> _Task 1_: In the hormone health text below, condense the paragraph that begins "Nutritional changes benefit cortisol too" into a short bulleted list that keeps its main facts.
> _Task 2_: Carry the hormone health text below forward from its final sentence about testosterone.

> _Document text_:
+ + + +

Realize that all humans get comfortable thinking about themselves in a certain way. You may identify with “I like to go hard” or “I’m competitive” or “I’m on the go all the time” and if you find yourself saying, “That’s who I am,” you’re attached to that. It’s defining you. What if you had a different definition? Would that be so bad?

To heal your hormone imbalance you may have to break ties to what you thought made you special.

Nutritional changes benefit cortisol too. Adaptogens, herbs that naturally offer hormone support, like Ashwaganda, Rhodiola, and maca can support optimal cortisol and progesterone levels. I use these, maca, most often in my daily smoothie.

hormones and heart healthHormone and Heart Health: Testosterone

You need testosterone for your heart too. Yes, your libido and romance are a part of that but low testosterone doesn’t just kill a romantic evening. It can increase cardiovascular disease and is closely connected to blood sugar issues (like insulin resistance, and diabetes).

+ + + +

> _Entries provided_:
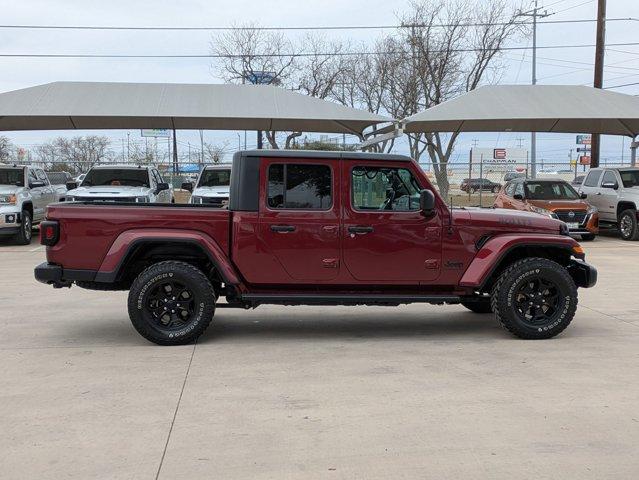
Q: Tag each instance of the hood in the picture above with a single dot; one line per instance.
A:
(553, 205)
(109, 191)
(504, 220)
(222, 191)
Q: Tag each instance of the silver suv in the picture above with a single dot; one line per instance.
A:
(615, 192)
(25, 193)
(121, 184)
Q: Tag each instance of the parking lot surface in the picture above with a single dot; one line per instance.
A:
(299, 392)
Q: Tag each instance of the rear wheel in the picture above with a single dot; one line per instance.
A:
(628, 227)
(23, 237)
(479, 306)
(171, 303)
(535, 298)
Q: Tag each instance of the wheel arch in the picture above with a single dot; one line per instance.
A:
(498, 253)
(134, 251)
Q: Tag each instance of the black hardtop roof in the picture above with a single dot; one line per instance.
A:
(346, 155)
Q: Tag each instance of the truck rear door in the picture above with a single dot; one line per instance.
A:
(298, 224)
(385, 236)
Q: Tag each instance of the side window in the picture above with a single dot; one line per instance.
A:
(592, 180)
(609, 177)
(300, 186)
(382, 188)
(519, 189)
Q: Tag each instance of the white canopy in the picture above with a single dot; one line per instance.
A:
(532, 108)
(101, 105)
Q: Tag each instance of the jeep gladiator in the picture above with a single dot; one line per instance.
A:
(317, 228)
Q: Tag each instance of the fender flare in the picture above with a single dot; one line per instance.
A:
(493, 251)
(113, 261)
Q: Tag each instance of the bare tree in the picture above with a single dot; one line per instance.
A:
(449, 48)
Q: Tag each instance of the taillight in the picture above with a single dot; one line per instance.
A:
(49, 232)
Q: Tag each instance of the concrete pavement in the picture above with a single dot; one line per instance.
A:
(282, 392)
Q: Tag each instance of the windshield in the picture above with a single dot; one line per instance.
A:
(12, 176)
(117, 177)
(215, 178)
(630, 178)
(550, 191)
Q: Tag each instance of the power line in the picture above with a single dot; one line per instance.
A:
(306, 27)
(304, 54)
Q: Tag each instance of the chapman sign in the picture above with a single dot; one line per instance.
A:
(499, 156)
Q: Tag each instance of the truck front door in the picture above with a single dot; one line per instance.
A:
(385, 236)
(298, 224)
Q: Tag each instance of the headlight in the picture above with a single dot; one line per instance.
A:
(542, 211)
(8, 199)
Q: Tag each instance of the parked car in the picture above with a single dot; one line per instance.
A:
(512, 175)
(59, 182)
(475, 184)
(308, 228)
(121, 184)
(615, 192)
(553, 198)
(25, 192)
(578, 180)
(212, 186)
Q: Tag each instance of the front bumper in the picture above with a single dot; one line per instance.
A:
(584, 274)
(10, 220)
(59, 277)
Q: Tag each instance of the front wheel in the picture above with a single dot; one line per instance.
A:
(171, 303)
(535, 298)
(628, 227)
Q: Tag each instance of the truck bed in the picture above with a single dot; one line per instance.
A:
(89, 229)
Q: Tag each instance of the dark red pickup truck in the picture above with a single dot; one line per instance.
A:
(317, 228)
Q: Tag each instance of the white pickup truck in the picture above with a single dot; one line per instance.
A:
(25, 192)
(121, 184)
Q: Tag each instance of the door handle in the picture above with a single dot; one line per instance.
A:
(282, 228)
(359, 230)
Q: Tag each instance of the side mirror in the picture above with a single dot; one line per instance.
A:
(161, 187)
(426, 202)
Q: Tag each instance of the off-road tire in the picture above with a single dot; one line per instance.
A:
(23, 237)
(515, 277)
(630, 216)
(199, 287)
(479, 306)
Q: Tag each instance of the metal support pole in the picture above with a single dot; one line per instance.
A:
(175, 164)
(595, 146)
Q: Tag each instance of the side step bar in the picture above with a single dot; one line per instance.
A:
(344, 299)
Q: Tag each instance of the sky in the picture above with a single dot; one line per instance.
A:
(554, 66)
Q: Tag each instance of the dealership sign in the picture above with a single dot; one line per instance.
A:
(156, 132)
(499, 156)
(584, 139)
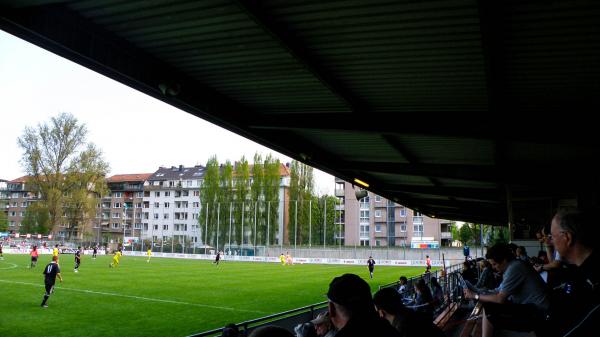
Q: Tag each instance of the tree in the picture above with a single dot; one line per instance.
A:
(3, 221)
(36, 219)
(63, 169)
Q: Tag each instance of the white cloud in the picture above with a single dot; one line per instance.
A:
(137, 133)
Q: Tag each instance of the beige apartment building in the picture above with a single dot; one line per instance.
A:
(376, 221)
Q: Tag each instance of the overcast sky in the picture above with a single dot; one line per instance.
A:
(136, 133)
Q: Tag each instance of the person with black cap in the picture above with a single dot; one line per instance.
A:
(352, 311)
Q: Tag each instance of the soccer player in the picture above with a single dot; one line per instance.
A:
(77, 259)
(116, 259)
(371, 265)
(51, 271)
(282, 259)
(217, 258)
(428, 262)
(34, 255)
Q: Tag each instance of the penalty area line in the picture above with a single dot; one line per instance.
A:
(138, 297)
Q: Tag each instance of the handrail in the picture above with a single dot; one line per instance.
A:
(247, 324)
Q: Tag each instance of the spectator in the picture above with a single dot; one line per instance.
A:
(424, 299)
(520, 302)
(323, 325)
(402, 284)
(271, 331)
(352, 311)
(486, 278)
(437, 292)
(574, 309)
(230, 330)
(408, 323)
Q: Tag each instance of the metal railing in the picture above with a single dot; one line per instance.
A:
(287, 319)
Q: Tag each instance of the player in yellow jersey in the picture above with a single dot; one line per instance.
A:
(116, 259)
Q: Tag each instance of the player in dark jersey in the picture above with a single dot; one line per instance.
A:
(51, 271)
(217, 258)
(77, 259)
(371, 265)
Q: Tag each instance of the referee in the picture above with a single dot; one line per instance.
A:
(51, 271)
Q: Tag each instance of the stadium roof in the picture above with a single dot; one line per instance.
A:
(479, 111)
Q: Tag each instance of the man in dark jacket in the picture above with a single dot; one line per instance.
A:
(352, 310)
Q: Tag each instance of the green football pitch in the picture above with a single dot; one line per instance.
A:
(166, 297)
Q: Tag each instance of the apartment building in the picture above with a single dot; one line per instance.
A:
(121, 212)
(18, 199)
(376, 221)
(4, 198)
(171, 205)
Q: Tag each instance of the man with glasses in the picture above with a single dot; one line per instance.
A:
(575, 302)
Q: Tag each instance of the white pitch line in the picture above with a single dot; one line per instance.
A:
(13, 266)
(138, 297)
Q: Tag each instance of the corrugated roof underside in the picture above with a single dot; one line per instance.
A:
(243, 62)
(398, 56)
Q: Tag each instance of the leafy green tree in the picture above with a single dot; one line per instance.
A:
(3, 221)
(242, 202)
(60, 164)
(36, 219)
(271, 183)
(209, 198)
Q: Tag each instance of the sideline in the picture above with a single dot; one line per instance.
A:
(137, 297)
(13, 265)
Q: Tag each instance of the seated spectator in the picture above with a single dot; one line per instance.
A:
(271, 331)
(407, 322)
(424, 299)
(403, 282)
(352, 311)
(574, 307)
(323, 325)
(437, 293)
(486, 278)
(230, 330)
(521, 254)
(520, 303)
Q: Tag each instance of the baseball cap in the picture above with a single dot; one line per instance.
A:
(350, 291)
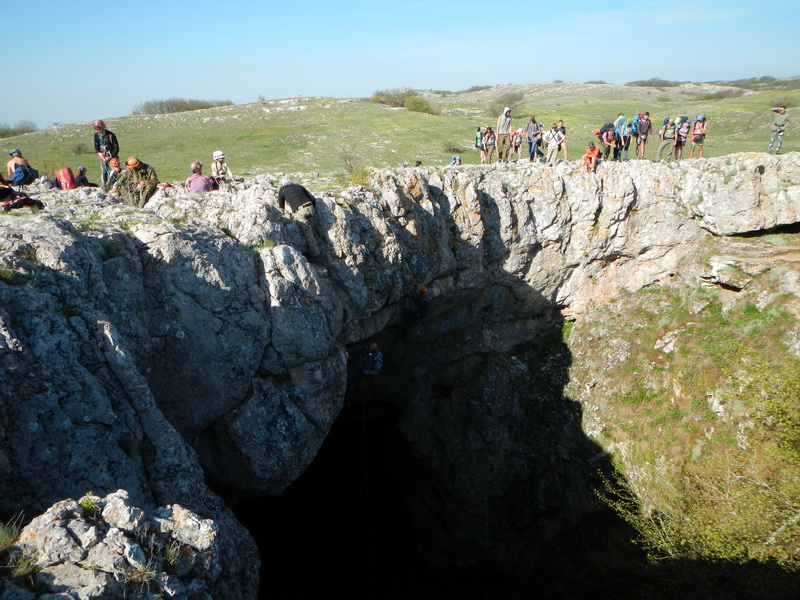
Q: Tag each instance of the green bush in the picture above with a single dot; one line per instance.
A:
(170, 105)
(395, 97)
(418, 104)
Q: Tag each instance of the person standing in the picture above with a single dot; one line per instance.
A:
(220, 171)
(137, 184)
(553, 138)
(533, 132)
(487, 145)
(699, 128)
(302, 205)
(197, 183)
(779, 122)
(106, 147)
(503, 135)
(667, 136)
(563, 145)
(643, 129)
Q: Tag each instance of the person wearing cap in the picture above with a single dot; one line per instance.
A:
(554, 137)
(197, 183)
(220, 171)
(302, 205)
(137, 184)
(114, 172)
(667, 136)
(81, 180)
(699, 128)
(16, 159)
(106, 147)
(533, 131)
(591, 157)
(487, 146)
(779, 122)
(504, 135)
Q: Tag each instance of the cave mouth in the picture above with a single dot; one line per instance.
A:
(344, 524)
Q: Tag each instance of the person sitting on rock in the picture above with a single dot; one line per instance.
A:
(81, 180)
(591, 157)
(137, 184)
(220, 171)
(197, 183)
(114, 172)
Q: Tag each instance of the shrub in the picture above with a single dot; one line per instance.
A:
(418, 104)
(170, 105)
(653, 82)
(395, 97)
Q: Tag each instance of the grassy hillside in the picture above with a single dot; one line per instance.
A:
(318, 135)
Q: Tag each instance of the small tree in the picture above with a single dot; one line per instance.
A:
(418, 104)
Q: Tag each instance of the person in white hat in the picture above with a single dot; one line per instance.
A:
(220, 171)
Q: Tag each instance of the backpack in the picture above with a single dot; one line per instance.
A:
(635, 124)
(24, 174)
(603, 129)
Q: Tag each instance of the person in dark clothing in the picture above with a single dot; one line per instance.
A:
(106, 146)
(302, 205)
(371, 365)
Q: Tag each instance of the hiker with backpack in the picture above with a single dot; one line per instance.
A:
(106, 147)
(504, 135)
(533, 132)
(19, 170)
(643, 129)
(303, 207)
(608, 140)
(137, 184)
(553, 139)
(488, 144)
(667, 136)
(563, 145)
(698, 136)
(682, 128)
(779, 122)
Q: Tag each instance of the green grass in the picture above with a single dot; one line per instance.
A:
(306, 134)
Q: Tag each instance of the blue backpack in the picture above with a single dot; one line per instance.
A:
(24, 174)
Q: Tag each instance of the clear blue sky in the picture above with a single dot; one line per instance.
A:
(94, 59)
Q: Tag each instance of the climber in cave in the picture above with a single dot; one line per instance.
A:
(371, 365)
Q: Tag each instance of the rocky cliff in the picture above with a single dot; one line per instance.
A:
(156, 349)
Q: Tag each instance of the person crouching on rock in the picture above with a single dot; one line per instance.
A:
(137, 184)
(197, 182)
(302, 204)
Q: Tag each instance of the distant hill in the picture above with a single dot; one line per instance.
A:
(327, 136)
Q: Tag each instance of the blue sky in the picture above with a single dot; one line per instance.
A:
(92, 59)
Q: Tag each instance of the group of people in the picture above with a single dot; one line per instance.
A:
(508, 141)
(138, 182)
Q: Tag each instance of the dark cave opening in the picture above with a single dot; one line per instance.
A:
(344, 525)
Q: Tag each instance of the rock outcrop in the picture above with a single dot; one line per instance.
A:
(147, 348)
(107, 548)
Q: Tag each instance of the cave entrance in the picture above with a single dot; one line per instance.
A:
(344, 525)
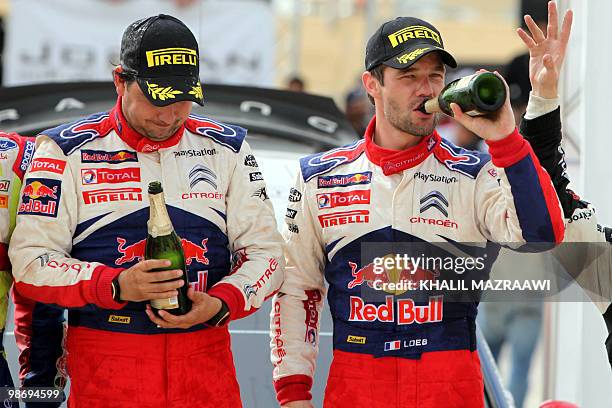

+ + + +

> _Output 1_:
- Nutritional changes benefit cortisol.
- Adaptogens are herbs that naturally support hormones.
- Examples include Ashwaganda, Rhodiola, and maca.
- They can support optimal cortisol and progesterone levels.
- The writer uses maca most often, in a daily smoothie.

> _Output 2_:
For most women testosterone reduction is associated with inability to gain lean muscle, fatigue, and low libido.

Clinically, testosterone is given to female patients with chronic heart failure and shown to improve functional capacity, muscle strength, and improve insulin sensitivity without any negative side effects.

Vitamin D supports testosterone levels. Yet another reason to be sure you’ve tested and you’re supplementing appropriately for Vitamin D. I have clients who are in need of more than the daily-recommended doses for several reasons. If you’ve been insufficient for a long time or have other things going on – not limited to sun exposure, meet with a physician for recommendations. Taking doses of 5000 or 10,000IU a few times a week is not unusual. It’s important to be tested, have supervision getting a prescription level supplement if needed.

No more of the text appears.